### Activity
Find "task | identify every instance of the rainbow" and "task | identify every instance of the leafy bush" in the records below. Copy the lines holding them and every line between, exactly, and no others.

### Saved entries
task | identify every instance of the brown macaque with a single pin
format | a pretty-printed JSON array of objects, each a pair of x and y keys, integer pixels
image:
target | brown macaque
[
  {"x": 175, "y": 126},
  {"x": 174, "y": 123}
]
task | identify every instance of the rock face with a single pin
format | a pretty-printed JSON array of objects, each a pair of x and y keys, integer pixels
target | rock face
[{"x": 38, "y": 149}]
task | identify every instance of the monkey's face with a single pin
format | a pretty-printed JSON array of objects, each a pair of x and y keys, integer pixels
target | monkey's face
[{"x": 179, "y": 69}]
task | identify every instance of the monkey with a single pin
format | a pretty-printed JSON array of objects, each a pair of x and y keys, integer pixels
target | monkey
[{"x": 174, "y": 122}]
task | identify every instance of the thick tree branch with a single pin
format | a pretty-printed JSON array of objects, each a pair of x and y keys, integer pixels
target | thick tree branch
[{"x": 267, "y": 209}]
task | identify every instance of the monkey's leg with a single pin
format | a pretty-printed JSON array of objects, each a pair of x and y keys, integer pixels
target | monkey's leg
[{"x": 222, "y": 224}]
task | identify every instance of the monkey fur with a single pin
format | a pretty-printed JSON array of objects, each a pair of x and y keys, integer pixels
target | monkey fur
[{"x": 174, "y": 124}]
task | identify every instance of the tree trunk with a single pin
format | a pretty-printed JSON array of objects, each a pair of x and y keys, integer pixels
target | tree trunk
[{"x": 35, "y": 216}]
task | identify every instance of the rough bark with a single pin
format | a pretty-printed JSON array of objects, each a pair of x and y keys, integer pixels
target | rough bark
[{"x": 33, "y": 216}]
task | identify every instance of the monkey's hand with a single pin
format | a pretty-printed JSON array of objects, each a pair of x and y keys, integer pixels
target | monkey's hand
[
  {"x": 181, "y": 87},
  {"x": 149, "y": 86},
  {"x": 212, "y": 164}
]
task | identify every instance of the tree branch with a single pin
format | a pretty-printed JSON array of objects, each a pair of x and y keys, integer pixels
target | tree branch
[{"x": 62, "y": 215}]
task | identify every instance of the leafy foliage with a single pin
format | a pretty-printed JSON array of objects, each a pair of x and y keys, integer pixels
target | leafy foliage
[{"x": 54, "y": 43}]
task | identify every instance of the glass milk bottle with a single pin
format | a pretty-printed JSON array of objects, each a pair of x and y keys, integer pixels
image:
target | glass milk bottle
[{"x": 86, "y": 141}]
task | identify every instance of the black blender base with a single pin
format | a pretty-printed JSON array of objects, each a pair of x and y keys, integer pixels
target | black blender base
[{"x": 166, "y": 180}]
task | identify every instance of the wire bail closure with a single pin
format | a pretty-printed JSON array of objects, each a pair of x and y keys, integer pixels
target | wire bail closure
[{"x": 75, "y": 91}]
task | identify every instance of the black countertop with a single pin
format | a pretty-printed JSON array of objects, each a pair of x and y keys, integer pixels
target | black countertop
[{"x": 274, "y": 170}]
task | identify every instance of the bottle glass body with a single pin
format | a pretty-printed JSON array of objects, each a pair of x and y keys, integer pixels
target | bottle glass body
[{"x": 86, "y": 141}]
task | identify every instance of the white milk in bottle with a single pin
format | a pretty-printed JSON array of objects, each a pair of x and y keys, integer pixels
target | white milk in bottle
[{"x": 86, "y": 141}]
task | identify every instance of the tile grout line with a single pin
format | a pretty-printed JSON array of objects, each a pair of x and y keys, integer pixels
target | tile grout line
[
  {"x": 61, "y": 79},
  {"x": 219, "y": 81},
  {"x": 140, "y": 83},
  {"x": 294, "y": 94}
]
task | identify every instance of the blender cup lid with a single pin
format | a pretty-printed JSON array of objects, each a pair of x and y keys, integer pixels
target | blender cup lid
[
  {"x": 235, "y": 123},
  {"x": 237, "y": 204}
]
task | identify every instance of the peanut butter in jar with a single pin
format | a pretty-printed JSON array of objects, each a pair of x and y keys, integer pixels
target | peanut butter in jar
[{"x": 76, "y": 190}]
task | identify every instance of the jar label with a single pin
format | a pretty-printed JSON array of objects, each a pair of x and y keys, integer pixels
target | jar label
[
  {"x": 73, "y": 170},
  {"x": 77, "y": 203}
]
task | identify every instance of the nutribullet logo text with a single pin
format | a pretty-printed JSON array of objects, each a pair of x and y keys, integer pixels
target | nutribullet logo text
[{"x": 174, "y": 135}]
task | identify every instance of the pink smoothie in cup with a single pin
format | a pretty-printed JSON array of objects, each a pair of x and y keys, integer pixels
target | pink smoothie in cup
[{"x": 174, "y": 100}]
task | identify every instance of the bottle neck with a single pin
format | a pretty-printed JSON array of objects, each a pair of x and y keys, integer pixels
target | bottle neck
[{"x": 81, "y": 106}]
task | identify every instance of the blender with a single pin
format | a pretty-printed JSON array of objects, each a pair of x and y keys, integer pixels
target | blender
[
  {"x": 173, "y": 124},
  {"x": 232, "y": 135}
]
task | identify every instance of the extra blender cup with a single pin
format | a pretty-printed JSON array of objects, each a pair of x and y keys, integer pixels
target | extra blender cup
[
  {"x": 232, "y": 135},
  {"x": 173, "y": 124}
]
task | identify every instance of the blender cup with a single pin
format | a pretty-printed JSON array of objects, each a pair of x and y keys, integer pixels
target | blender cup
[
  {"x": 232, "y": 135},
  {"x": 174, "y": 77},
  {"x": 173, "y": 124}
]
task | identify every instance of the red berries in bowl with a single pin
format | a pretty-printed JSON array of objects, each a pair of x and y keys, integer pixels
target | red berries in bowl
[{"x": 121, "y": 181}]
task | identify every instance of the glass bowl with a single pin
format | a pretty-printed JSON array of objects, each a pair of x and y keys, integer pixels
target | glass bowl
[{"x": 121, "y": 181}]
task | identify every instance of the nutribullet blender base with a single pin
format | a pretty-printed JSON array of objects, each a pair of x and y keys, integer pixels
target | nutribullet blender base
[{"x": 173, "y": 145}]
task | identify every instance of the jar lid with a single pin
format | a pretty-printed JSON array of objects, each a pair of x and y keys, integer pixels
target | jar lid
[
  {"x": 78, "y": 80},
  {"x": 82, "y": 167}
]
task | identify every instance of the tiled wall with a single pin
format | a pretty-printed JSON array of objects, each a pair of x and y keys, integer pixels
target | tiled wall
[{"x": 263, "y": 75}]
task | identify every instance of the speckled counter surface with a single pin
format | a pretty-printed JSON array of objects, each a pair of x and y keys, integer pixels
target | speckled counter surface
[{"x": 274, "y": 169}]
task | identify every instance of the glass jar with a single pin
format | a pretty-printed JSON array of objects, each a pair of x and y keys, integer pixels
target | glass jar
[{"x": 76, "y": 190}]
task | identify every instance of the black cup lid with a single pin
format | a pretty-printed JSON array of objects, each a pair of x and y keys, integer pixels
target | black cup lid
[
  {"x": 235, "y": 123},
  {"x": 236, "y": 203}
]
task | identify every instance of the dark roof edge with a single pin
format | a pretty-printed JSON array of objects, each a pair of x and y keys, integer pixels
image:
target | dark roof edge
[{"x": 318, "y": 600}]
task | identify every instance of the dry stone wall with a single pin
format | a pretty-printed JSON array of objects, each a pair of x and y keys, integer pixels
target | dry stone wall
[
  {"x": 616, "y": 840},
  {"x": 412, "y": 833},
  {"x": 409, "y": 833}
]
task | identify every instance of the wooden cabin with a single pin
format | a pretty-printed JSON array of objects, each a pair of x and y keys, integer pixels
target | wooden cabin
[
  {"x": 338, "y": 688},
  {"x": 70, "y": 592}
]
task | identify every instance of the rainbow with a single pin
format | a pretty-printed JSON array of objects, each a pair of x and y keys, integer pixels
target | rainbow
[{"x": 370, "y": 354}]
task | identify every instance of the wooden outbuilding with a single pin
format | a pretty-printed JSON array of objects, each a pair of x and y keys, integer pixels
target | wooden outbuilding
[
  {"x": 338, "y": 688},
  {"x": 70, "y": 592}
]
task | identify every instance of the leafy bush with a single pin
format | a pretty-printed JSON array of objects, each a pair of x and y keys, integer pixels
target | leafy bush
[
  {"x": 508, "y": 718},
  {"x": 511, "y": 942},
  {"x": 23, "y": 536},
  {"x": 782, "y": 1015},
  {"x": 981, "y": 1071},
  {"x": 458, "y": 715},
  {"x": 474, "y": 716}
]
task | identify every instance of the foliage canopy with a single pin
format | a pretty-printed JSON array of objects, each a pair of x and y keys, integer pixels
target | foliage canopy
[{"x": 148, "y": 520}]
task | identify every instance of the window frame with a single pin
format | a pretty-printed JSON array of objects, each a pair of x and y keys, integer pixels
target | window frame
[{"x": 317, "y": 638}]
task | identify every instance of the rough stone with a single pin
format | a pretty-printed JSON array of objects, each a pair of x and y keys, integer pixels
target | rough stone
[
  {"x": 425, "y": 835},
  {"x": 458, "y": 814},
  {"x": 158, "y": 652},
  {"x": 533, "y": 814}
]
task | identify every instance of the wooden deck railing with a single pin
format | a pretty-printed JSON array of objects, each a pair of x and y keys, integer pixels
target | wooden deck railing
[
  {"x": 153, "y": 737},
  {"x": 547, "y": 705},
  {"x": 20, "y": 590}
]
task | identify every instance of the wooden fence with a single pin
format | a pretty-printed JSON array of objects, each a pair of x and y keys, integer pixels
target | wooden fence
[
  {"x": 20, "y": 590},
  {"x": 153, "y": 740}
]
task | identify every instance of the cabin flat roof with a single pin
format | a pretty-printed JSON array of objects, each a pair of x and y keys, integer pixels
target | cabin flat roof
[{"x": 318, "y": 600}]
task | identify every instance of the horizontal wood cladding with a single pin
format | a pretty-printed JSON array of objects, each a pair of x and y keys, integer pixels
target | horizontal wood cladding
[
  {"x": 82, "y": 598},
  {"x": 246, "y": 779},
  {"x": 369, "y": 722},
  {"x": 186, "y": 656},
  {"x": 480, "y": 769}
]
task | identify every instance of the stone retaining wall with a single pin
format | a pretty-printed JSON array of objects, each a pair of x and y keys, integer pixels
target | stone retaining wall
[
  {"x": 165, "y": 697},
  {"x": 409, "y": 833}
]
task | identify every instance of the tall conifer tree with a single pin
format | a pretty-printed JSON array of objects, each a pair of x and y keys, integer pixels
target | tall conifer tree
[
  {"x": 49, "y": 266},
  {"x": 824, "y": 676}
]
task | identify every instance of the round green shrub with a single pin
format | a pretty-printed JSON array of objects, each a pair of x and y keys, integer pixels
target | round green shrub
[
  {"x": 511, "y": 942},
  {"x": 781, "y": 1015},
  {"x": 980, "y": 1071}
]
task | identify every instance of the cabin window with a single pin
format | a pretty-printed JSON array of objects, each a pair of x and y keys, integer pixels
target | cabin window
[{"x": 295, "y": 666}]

### Written solution
task | identify every instance of the rainbow with a single pin
format | a pretty-printed JSON array of objects, each a pair of x and y keys, integer pixels
target | rainbow
[{"x": 370, "y": 354}]
task | identify every instance of the wooden outbuilding with a single pin
format | a pretty-printed JSON array of objects, each a pair of x and y keys, integer pixels
target | wooden outbuilding
[
  {"x": 338, "y": 688},
  {"x": 70, "y": 592}
]
task | identify every instance of the leafy bush with a single pin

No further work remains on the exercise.